_GIVEN REQUEST_. Set out the material below as a Markdown table with two columns, Number and Entry. Give each line its own numbered row and omit any blank lines.

========================================================================

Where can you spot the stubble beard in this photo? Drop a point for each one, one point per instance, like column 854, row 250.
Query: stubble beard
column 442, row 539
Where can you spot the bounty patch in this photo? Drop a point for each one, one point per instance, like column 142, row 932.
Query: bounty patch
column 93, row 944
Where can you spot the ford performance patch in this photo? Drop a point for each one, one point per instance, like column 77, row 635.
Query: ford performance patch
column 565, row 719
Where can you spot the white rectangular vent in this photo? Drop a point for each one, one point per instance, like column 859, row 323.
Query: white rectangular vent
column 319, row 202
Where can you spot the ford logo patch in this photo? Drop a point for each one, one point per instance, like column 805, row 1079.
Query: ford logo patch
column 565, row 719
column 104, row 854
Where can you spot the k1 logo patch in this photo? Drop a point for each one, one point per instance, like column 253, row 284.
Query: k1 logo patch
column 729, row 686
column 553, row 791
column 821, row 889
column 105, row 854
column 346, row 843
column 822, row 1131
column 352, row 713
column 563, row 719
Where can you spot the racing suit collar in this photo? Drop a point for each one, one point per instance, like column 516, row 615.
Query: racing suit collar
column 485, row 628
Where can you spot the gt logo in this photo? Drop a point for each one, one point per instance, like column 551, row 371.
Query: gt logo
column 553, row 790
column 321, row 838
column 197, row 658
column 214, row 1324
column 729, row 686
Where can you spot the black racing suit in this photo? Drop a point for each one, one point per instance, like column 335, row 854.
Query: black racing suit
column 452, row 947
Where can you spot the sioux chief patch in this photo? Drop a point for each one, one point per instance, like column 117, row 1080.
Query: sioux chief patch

========================================================================

_THE RESULT_.
| Number | Entry |
|---|---|
| 1 | Where can you spot the stubble beard in this photo? Drop a point for each one, one point per instance, like column 854, row 250. |
| 2 | Query: stubble beard |
| 3 | column 442, row 539 |
| 4 | Where can you spot the bounty patch in this photo? Drop a point for each one, one point per instance, like column 142, row 932. |
| 5 | Query: bounty patch |
| 6 | column 93, row 944 |
| 7 | Where can you spot the ford performance patch in this photo? Drop a point for each one, one point per instance, like column 77, row 635. |
| 8 | Query: ford performance patch |
| 9 | column 565, row 719 |
| 10 | Where can you spot the white rectangular vent in this photo? Drop a point for each one, one point per instance, like column 859, row 323. |
| 11 | Query: white rectangular vent |
| 12 | column 319, row 202 |
| 13 | Where can you spot the ford logo patch in this photo? Drop a point for each one, one point per instance, like column 805, row 1079. |
| 14 | Query: ford logo patch |
| 15 | column 565, row 719 |
| 16 | column 104, row 854 |
| 17 | Where can you spot the k1 logo patch in this photo? Drop a point for each one, one point per instance, like column 253, row 284. |
| 18 | Query: k1 logo patch |
| 19 | column 729, row 686 |
| 20 | column 553, row 791 |
| 21 | column 821, row 889 |
| 22 | column 105, row 854 |
| 23 | column 346, row 843 |
| 24 | column 822, row 1131 |
| 25 | column 352, row 713 |
| 26 | column 563, row 719 |
| 27 | Where can you spot the racing suit collar in this photo? Drop a point for each one, one point per instance, like column 516, row 615. |
| 28 | Query: racing suit collar |
| 29 | column 485, row 628 |
| 30 | Where can you spot the gt logo in this photo? Drop a point for each one, one point per instance, like column 551, row 371. |
| 31 | Query: gt logo |
| 32 | column 553, row 790 |
| 33 | column 321, row 838 |
| 34 | column 197, row 658 |
| 35 | column 214, row 1324 |
| 36 | column 729, row 686 |
| 37 | Where can you spot the black racing suit in this photo? Drop a point for each one, one point per instance, like column 335, row 854. |
| 38 | Query: black racing suit |
| 39 | column 452, row 947 |
| 40 | Where can you spot the sioux chief patch in this photo? Drop a point for each one, one point per instance, like column 117, row 1080. |
| 41 | Query: sioux chief patch |